WHAT THE TASK ASKS
Write out the entries word for word, beginning at the first line and stopping after the line that contains "point(122, 127)". Include both of those lines, and leave out the pictures.

DATA SECTION
============================================================

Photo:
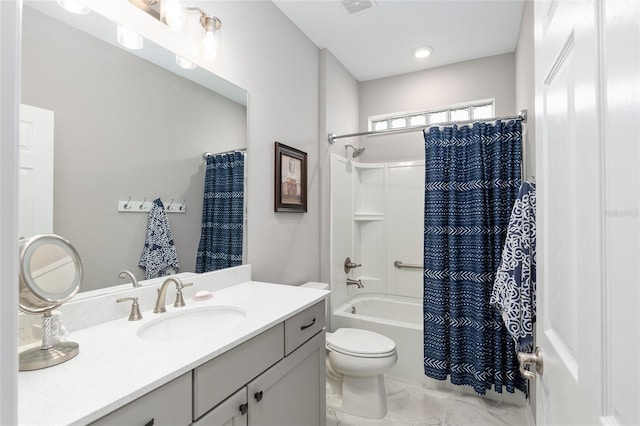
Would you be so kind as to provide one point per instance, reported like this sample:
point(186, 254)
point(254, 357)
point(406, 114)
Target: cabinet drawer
point(168, 405)
point(228, 412)
point(303, 326)
point(225, 374)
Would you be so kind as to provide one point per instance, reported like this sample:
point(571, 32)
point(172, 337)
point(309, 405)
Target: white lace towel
point(159, 257)
point(514, 289)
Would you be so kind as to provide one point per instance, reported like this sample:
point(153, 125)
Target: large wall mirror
point(122, 127)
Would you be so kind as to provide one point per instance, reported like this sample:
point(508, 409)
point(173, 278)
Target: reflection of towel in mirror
point(159, 257)
point(514, 289)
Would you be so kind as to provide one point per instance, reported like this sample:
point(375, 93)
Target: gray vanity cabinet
point(169, 405)
point(291, 392)
point(232, 412)
point(288, 394)
point(276, 378)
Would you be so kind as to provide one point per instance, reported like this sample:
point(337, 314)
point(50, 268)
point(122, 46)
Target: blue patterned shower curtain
point(222, 213)
point(471, 182)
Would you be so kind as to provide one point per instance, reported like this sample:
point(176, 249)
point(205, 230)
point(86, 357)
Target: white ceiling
point(377, 42)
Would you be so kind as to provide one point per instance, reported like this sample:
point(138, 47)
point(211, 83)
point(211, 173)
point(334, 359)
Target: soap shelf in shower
point(368, 216)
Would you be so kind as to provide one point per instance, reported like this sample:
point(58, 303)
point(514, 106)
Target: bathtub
point(399, 318)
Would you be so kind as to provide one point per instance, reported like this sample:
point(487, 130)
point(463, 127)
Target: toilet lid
point(357, 342)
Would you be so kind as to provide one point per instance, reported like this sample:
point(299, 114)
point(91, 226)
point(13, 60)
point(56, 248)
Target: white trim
point(10, 29)
point(446, 109)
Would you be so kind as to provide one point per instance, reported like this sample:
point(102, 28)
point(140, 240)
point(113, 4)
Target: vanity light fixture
point(183, 63)
point(129, 39)
point(173, 13)
point(73, 7)
point(422, 52)
point(211, 26)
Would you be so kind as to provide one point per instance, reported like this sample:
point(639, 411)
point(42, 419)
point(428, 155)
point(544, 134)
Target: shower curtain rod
point(208, 154)
point(332, 136)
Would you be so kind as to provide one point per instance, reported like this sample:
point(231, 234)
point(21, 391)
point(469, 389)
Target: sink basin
point(192, 324)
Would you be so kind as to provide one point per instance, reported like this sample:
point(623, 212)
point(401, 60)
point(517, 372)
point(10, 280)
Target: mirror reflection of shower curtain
point(221, 240)
point(472, 176)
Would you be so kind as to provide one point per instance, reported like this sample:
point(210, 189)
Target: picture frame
point(290, 189)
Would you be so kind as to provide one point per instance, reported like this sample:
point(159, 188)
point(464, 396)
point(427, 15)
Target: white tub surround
point(115, 367)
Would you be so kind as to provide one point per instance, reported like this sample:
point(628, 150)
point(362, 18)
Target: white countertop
point(115, 367)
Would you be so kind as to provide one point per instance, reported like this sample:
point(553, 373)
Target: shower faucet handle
point(349, 265)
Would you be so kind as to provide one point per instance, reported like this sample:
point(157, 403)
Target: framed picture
point(290, 179)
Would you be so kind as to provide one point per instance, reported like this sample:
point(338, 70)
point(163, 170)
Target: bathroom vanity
point(266, 369)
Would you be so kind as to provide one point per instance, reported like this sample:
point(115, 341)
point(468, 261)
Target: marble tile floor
point(410, 405)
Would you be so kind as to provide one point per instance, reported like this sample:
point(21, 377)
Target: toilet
point(356, 362)
point(361, 357)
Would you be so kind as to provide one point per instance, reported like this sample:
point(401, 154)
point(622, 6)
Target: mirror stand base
point(37, 358)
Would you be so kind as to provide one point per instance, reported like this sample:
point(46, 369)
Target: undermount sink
point(192, 323)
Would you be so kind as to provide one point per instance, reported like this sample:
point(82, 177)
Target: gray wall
point(525, 99)
point(525, 85)
point(123, 127)
point(263, 52)
point(485, 78)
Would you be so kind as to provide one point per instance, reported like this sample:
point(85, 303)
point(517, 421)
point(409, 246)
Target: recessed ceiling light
point(422, 52)
point(73, 7)
point(183, 63)
point(129, 39)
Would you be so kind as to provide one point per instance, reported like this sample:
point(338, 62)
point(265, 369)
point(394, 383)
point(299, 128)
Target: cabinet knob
point(304, 327)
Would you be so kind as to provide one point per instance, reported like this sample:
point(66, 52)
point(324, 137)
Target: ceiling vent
point(357, 6)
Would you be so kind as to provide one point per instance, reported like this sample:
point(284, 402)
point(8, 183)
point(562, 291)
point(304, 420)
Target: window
point(472, 111)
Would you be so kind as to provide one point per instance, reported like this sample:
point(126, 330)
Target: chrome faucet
point(162, 292)
point(357, 283)
point(124, 274)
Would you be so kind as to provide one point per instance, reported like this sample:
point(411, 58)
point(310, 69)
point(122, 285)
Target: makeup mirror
point(50, 274)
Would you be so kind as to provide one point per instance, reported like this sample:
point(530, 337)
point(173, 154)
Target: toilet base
point(364, 396)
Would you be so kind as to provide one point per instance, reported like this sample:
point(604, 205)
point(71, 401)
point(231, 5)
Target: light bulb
point(173, 13)
point(210, 45)
point(129, 39)
point(73, 7)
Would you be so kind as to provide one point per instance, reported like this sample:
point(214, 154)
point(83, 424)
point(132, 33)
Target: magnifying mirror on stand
point(50, 274)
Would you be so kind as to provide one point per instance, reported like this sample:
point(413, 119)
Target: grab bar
point(398, 264)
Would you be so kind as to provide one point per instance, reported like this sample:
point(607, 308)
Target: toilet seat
point(360, 343)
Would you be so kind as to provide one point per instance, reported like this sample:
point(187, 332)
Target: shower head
point(357, 152)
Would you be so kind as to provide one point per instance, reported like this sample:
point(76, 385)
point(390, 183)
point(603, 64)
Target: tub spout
point(357, 283)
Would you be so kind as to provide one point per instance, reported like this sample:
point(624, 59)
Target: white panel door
point(569, 213)
point(35, 213)
point(621, 295)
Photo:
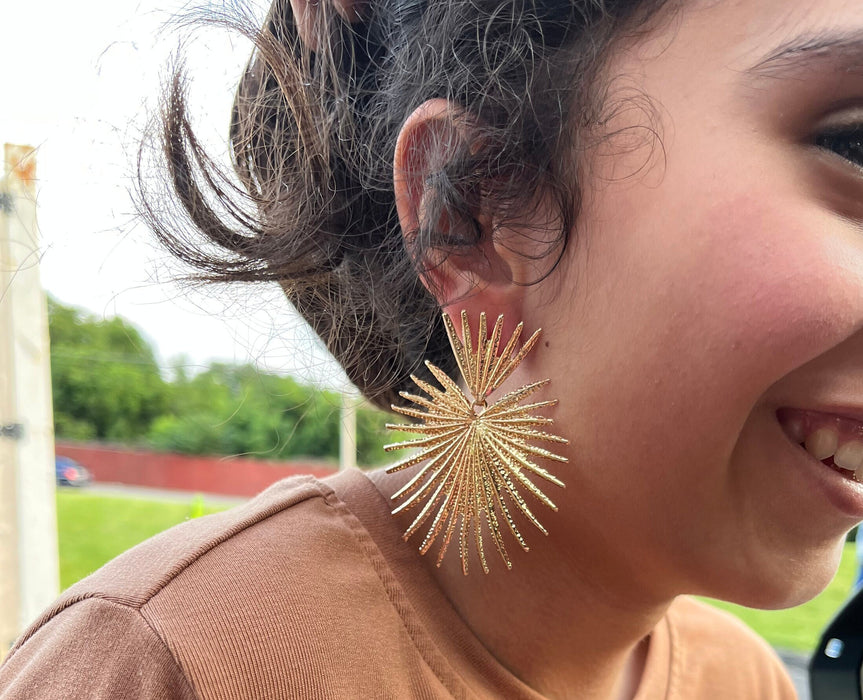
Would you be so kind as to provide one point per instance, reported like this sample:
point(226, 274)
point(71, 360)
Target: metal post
point(29, 566)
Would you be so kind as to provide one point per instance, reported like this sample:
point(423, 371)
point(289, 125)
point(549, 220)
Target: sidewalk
point(797, 665)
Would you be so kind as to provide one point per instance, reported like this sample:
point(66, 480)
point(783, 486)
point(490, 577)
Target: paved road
point(213, 499)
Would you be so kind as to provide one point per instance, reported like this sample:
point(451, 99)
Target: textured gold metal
point(476, 455)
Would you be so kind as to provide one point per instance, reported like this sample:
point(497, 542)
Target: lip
point(844, 494)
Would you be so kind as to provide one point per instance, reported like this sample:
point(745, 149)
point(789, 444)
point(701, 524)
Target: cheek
point(681, 326)
point(769, 287)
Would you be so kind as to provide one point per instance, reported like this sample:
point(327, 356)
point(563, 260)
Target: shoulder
point(254, 602)
point(711, 648)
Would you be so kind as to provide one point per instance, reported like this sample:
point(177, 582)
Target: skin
point(708, 285)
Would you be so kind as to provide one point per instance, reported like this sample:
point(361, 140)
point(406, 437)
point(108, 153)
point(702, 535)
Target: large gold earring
point(476, 454)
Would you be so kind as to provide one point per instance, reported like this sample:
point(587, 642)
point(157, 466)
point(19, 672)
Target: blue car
point(70, 473)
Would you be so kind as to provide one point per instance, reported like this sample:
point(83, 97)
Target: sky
point(80, 81)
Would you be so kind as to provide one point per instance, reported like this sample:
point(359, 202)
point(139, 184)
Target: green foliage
point(107, 386)
point(241, 410)
point(94, 528)
point(106, 382)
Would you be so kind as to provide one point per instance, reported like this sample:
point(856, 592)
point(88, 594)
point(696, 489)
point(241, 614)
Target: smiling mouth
point(835, 441)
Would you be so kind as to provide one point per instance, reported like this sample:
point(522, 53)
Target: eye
point(845, 141)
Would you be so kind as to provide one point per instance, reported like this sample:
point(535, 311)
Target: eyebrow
point(842, 49)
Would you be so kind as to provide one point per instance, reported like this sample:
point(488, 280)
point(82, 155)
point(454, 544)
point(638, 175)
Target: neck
point(566, 619)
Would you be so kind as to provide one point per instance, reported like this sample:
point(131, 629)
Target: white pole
point(348, 431)
point(27, 481)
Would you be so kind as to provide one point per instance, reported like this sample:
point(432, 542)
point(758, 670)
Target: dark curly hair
point(313, 135)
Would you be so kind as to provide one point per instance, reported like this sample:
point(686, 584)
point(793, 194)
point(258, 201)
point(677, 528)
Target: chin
point(777, 582)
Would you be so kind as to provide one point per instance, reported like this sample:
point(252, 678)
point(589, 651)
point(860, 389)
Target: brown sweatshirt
point(308, 591)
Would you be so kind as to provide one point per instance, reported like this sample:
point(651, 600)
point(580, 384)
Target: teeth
point(822, 443)
point(849, 455)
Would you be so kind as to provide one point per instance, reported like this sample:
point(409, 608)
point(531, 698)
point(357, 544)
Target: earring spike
point(476, 456)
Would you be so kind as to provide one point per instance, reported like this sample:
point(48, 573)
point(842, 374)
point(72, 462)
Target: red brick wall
point(225, 475)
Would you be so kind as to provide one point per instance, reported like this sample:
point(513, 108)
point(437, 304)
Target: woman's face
point(716, 278)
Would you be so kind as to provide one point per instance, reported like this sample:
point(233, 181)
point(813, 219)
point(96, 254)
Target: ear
point(481, 277)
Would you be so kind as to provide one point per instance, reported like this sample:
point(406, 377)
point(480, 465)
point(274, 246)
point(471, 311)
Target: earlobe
point(462, 276)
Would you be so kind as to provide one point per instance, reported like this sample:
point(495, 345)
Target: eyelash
point(846, 142)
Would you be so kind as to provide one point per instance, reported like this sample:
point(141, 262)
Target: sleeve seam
point(161, 640)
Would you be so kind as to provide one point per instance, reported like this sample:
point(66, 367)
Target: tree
point(105, 378)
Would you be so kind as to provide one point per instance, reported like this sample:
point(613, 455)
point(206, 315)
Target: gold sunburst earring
point(476, 455)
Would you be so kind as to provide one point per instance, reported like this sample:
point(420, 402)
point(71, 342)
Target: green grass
point(96, 528)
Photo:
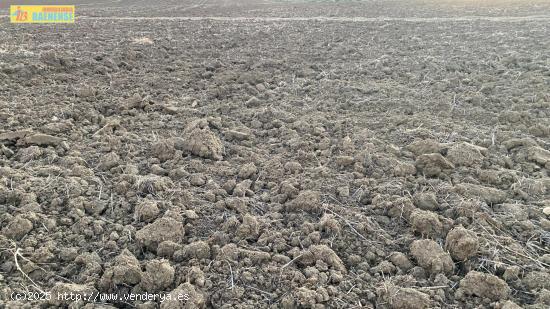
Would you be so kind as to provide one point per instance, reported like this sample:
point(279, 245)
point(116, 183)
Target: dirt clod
point(17, 228)
point(403, 298)
point(160, 230)
point(201, 141)
point(433, 165)
point(432, 257)
point(461, 243)
point(484, 285)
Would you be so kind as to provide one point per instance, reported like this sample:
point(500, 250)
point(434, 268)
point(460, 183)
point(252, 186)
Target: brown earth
point(271, 160)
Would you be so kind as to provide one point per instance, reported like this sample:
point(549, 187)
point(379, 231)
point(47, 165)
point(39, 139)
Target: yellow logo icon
point(42, 14)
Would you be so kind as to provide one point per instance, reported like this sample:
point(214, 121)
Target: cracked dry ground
point(283, 164)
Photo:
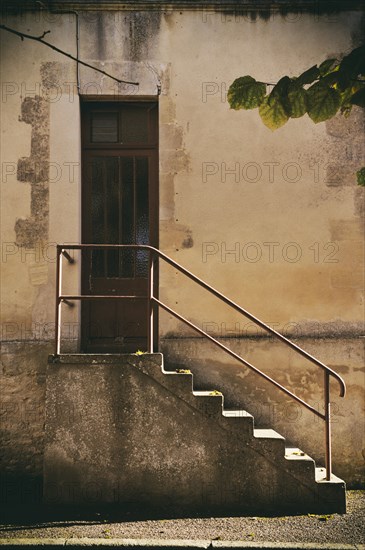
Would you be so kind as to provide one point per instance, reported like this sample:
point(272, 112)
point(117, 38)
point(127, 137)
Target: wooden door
point(119, 206)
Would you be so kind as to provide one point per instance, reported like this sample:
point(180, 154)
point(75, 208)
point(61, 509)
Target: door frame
point(111, 150)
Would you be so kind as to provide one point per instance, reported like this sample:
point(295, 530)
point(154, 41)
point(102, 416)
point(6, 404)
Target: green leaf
point(358, 98)
point(326, 66)
point(246, 93)
point(297, 97)
point(323, 102)
point(273, 112)
point(331, 78)
point(308, 76)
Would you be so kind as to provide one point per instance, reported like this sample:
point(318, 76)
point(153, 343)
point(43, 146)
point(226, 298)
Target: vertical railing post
point(150, 307)
point(327, 412)
point(58, 303)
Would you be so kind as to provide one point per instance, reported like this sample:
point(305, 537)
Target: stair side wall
point(116, 436)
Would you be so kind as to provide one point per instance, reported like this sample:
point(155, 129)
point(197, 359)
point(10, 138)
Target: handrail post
point(150, 304)
point(58, 302)
point(327, 413)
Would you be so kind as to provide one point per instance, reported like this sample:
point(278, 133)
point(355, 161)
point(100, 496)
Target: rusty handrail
point(151, 299)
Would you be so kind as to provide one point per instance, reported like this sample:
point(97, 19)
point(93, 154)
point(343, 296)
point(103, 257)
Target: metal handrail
point(152, 300)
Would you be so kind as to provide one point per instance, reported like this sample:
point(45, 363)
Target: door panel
point(119, 207)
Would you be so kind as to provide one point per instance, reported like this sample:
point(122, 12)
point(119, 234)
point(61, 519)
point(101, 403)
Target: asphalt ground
point(110, 528)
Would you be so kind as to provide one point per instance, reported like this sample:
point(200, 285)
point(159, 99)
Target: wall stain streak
point(35, 170)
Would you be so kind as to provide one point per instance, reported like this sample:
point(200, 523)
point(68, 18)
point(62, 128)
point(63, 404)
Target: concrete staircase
point(150, 439)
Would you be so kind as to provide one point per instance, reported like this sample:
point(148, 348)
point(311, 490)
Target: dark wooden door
point(119, 206)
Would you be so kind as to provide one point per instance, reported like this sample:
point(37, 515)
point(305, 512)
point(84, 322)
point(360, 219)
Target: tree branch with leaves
point(321, 92)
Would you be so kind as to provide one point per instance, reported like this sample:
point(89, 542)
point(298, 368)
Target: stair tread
point(237, 414)
point(266, 433)
point(320, 474)
point(293, 453)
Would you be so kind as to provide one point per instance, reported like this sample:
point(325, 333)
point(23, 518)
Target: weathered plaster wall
point(274, 220)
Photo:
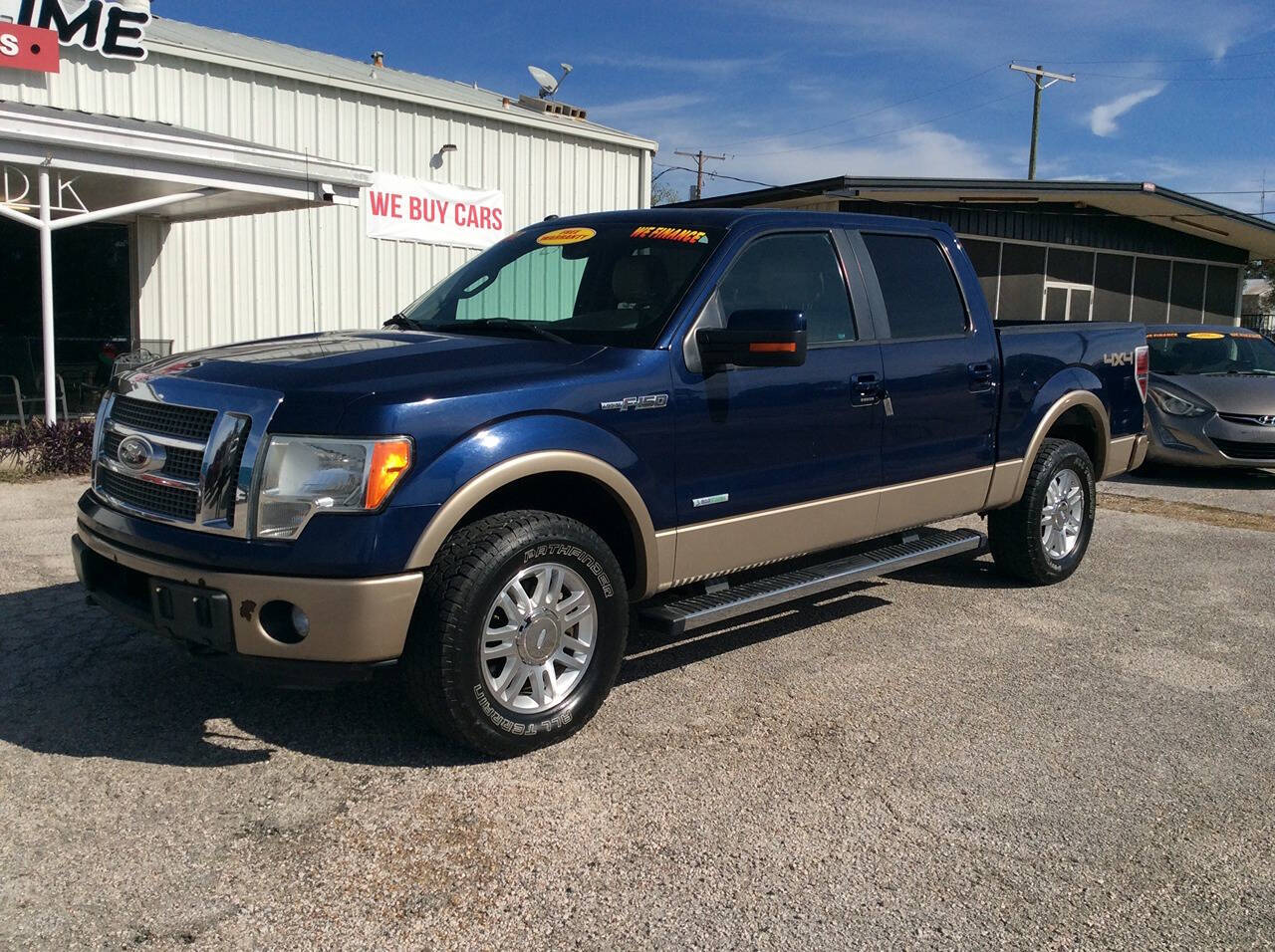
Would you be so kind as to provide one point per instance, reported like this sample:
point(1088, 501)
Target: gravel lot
point(934, 760)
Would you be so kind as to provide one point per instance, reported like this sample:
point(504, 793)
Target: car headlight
point(1178, 405)
point(308, 474)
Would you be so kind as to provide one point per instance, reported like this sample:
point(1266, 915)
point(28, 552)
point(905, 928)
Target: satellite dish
point(545, 79)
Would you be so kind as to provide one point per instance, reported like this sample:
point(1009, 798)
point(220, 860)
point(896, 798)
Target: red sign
point(27, 47)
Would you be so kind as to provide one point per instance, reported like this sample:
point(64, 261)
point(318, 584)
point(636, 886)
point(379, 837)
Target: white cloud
point(1102, 119)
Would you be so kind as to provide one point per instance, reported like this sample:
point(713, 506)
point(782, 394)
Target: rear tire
point(519, 632)
point(1043, 537)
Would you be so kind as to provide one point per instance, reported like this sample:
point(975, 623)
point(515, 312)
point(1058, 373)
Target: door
point(941, 381)
point(755, 444)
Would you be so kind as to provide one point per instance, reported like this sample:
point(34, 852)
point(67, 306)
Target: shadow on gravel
point(76, 682)
point(959, 574)
point(1188, 478)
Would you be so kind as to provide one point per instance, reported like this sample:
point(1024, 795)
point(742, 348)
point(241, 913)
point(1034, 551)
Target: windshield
point(614, 285)
point(1211, 352)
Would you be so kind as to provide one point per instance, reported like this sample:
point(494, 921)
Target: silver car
point(1212, 396)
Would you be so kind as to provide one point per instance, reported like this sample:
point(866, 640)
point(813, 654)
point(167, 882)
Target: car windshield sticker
point(565, 236)
point(687, 236)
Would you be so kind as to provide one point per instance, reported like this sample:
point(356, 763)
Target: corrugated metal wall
point(213, 282)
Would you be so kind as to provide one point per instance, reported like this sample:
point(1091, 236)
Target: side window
point(922, 299)
point(796, 272)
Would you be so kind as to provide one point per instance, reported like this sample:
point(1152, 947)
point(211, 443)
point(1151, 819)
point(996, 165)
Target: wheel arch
point(587, 483)
point(1078, 415)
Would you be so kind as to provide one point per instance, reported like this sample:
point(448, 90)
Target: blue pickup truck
point(661, 417)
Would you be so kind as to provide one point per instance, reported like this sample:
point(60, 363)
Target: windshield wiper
point(501, 324)
point(401, 323)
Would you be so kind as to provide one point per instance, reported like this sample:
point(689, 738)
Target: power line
point(1175, 79)
point(1188, 59)
point(1004, 210)
point(699, 174)
point(864, 115)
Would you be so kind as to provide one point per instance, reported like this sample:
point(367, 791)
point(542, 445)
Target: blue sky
point(1178, 94)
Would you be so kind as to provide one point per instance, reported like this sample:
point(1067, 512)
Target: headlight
point(308, 474)
point(1177, 405)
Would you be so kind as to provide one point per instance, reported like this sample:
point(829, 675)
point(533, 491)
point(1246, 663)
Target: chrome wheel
point(1062, 515)
point(538, 638)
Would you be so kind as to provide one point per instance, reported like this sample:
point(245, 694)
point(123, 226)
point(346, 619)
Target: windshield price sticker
point(687, 236)
point(565, 236)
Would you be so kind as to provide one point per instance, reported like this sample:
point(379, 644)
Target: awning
point(122, 160)
point(62, 168)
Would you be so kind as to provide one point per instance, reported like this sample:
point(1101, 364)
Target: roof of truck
point(728, 217)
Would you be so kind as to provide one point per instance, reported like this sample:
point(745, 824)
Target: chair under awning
point(64, 168)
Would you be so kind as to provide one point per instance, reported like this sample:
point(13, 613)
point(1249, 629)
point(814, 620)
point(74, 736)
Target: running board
point(913, 548)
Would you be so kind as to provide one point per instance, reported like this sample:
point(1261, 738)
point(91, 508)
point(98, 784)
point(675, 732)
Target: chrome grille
point(186, 464)
point(178, 463)
point(182, 422)
point(150, 497)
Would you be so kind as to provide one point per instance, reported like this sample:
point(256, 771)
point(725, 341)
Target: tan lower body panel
point(759, 538)
point(351, 619)
point(1125, 454)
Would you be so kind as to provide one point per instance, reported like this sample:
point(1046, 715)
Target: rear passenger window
point(792, 273)
point(922, 299)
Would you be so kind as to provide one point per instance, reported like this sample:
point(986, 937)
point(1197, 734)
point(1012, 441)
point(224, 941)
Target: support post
point(46, 299)
point(1036, 126)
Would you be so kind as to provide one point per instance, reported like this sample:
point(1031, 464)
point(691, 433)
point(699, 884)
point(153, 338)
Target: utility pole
point(1038, 77)
point(699, 163)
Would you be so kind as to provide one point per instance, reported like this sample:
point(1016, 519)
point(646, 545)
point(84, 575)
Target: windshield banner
point(409, 209)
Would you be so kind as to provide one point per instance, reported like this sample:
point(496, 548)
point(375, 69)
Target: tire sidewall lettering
point(579, 555)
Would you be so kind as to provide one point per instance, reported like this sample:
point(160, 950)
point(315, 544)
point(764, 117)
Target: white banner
point(408, 209)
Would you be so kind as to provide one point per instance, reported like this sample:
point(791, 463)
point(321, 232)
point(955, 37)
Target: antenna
point(545, 79)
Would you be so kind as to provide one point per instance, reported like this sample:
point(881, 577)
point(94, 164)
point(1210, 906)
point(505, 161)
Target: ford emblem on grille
point(139, 454)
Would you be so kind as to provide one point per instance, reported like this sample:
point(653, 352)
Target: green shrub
point(63, 449)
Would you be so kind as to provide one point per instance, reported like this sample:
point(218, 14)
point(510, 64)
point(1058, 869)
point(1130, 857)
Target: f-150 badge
point(650, 401)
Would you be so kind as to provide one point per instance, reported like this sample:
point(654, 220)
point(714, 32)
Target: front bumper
point(1209, 441)
point(352, 620)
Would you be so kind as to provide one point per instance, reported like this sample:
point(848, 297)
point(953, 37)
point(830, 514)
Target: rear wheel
point(519, 633)
point(1043, 537)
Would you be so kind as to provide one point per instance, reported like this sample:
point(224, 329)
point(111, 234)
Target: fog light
point(285, 622)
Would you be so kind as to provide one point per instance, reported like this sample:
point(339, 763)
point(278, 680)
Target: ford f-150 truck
point(665, 415)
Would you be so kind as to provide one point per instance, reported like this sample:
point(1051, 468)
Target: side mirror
point(755, 340)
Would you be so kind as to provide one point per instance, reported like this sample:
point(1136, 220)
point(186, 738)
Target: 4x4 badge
point(650, 401)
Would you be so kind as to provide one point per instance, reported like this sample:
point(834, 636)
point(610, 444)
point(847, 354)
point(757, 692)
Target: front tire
point(1043, 537)
point(519, 632)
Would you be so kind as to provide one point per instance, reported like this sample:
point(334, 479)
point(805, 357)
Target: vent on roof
point(550, 108)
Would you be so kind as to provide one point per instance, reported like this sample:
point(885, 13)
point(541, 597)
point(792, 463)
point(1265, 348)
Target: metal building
point(1066, 250)
point(277, 150)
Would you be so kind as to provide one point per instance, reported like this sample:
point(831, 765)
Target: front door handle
point(869, 388)
point(980, 377)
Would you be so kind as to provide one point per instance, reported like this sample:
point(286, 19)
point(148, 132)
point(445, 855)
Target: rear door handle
point(868, 388)
point(980, 377)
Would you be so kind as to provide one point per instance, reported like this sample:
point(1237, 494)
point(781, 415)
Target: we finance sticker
point(565, 236)
point(686, 236)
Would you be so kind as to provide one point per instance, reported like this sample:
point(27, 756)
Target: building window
point(1066, 302)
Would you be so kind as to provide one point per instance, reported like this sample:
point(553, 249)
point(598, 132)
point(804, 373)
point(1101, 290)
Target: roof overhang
point(1143, 200)
point(118, 163)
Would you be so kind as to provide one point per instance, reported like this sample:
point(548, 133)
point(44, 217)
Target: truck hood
point(1244, 395)
point(345, 365)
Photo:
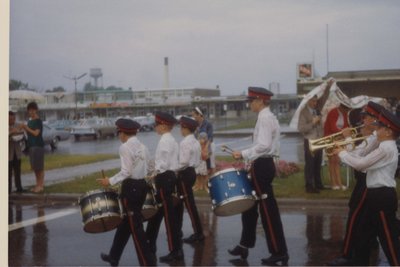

============================================================

SOLUTION TO THIS EXERCISE
Photo:
Would you be so kind as to provide one point per instance, reported like this sample:
point(186, 254)
point(254, 357)
point(406, 114)
Target: cabinet drawer
point(168, 405)
point(228, 412)
point(303, 326)
point(225, 374)
Would you be so kind as to provide one point per instance, reported like this sample:
point(571, 32)
point(172, 337)
point(309, 405)
Target: white lace towel
point(159, 257)
point(514, 289)
Would you be so kind as to provide one point per instance, reported like this sample:
point(153, 125)
Target: large wall mirror
point(122, 127)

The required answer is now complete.